Tasks:
A) In the Celery NextGen architecture proposal, why is Celery 5 free to break backward compatibility, and what does the proposal say should follow from that? Answer in one to three sentences.
B) Say whether each statement agrees with the Celery NextGen architecture proposal. Answer yes or no, and quote the words from the proposal that decide it.
(i) The document's status is given as a draft.
(ii) The proposal describes most applications today as deployed on their own on-premise hardware.
(iii) The proposal holds that microservices must all be written in the same language.
C) Write the next part of the Celery NextGen architecture proposal, starting after its last sentence.

Source text:
+===+
CEP XXXX: Celery NextGen High Level Architecture¶

CEP: XXXX
Author: Omer Katz
Implementation Team: Omer Katz
Shepherd: Omer Katz
Status: Draft
Type: Informational
Created: 2020-05-27
Last-Modified: 2020-05-27

Table of Contents

Abstract ¶

When Celery was conceived, production environments were radically different from today.

Nowadays most applications are (or often should be):

Deployed to a cloud provider’s computing resources.
Distributed (sometimes between data centers).
Available or Consistent (If we store state, we must pick one according to CAP Theorem).
Network Partition Tolerant.
Observable.
Built with scalability in mind.
Cloud Native - The application’s lifecycle is managed using Kubernetes, Swarm, or any other scheduler.
Heterogeneous - Microservices may be written in different languages.

Also, Celery lacks proper support for large scale deployments and some useful messaging architectural patterns.

Celery 5 is the next major version of Celery, and so we can break backward compatibility, even in significant ways.

As such, our next major version should represent the beginning of a paradigm shift in the way we implement our task execution platform. Future major versions will drastically change how Celery works.
+===+
Raw data:
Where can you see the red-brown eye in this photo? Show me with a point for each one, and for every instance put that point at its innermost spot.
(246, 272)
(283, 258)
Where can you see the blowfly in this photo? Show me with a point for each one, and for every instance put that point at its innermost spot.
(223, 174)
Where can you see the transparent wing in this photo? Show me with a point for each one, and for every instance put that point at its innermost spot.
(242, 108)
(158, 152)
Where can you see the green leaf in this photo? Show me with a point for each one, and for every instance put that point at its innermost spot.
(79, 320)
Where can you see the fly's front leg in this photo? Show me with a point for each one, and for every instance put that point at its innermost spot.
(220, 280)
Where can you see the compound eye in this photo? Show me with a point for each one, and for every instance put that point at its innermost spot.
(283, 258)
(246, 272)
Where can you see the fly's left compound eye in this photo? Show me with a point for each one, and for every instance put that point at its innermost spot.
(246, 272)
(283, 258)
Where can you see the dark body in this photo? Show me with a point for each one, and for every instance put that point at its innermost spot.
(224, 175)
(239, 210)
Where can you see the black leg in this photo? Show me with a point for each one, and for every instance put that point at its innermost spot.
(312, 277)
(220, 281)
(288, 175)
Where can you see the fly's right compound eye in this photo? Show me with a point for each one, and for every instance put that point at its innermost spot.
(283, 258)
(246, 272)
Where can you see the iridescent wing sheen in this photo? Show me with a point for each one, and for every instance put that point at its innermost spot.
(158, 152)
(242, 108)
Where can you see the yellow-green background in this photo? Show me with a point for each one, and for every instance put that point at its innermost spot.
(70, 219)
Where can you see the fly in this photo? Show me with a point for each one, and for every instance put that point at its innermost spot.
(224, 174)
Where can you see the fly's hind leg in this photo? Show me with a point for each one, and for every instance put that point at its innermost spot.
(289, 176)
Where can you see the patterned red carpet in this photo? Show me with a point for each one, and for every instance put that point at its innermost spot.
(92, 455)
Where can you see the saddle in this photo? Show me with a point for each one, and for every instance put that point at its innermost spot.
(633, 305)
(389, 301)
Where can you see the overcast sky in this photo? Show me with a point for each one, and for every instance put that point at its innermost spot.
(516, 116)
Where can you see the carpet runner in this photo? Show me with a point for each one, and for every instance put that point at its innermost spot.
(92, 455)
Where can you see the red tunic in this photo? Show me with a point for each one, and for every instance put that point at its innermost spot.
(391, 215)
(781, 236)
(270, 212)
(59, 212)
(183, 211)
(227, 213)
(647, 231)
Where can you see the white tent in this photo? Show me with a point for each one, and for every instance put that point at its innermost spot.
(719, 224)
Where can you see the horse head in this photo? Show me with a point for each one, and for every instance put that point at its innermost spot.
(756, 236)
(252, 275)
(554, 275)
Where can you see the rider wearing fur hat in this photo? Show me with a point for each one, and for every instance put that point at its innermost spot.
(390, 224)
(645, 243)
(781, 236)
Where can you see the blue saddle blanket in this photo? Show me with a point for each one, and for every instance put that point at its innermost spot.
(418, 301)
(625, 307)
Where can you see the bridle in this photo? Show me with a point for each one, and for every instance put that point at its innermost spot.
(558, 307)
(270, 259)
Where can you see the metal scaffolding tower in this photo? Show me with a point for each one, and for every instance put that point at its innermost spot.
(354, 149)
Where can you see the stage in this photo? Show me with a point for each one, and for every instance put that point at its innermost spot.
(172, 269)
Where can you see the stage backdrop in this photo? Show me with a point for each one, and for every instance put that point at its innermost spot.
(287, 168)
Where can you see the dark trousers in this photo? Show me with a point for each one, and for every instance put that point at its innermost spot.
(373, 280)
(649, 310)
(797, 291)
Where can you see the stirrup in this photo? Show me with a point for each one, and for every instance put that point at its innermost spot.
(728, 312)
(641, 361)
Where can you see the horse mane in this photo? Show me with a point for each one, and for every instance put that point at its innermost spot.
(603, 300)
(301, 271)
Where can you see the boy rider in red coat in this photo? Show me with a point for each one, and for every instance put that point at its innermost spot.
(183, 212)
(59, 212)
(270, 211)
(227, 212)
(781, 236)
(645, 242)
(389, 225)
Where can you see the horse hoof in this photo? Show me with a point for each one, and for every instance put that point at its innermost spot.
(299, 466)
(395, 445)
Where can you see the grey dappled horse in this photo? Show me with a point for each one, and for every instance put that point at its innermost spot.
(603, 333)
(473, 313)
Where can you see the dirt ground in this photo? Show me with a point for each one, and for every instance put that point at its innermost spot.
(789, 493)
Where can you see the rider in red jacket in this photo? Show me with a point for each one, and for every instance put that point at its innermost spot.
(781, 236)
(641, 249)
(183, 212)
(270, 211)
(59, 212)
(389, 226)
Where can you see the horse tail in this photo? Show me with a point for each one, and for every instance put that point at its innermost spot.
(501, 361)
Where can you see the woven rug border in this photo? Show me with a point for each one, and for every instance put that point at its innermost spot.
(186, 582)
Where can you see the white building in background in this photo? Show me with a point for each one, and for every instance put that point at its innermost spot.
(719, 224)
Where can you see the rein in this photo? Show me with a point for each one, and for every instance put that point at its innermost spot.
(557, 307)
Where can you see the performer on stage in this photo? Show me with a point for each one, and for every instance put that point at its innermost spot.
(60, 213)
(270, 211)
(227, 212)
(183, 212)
+===+
Results:
A) Celery 5 can break backward compatibility, even in significant ways, because it is the next major version of Celery. For that reason, the proposal says this version should mark the beginning of a paradigm shift in how the task execution platform is implemented.

B)
(i) Yes: "Status: Draft"
(ii) No: "Deployed to a cloud provider’s computing resources."
(iii) No: "Heterogeneous - Microservices may be written in different languages."

C)
This document provides a high-level overview of the new architecture for the next generation of Celery major versions.

Specification ¶

Note

From now on when we write Celery we refer to Celery NextGen.

Whenever we refer to a previous major version of Celery we will specify the version number.

Preface ¶

In Celery 4.x we had the following architectural building blocks:

In addition we had a few optional architectural building blocks (some of them maintained by the community):

The only architectural building blocks that remain in Celery are the Python Runtime and the Message Broker. The rest are replaced by new ones which provide more functionality and flexibility for our users.

In the rest of this specification we will describe the architectural building blocks of Celery.

Python Runtime ¶

Python 2 no longer receives support and security patches from the community as of January 1st, 2020. Therefore, Celery will drop support for Python 2 and will run on Python 3 and above.

Celery supports the CPython and PyPy Python runtimes. Other runtimes will be considered in different CEPs on a case-by-case basis.

As a general guideline, we will attempt to keep support for the latest Python version PyPy supports. However, if the need arises we will opt to use new Python language features and hope PyPy can catch up.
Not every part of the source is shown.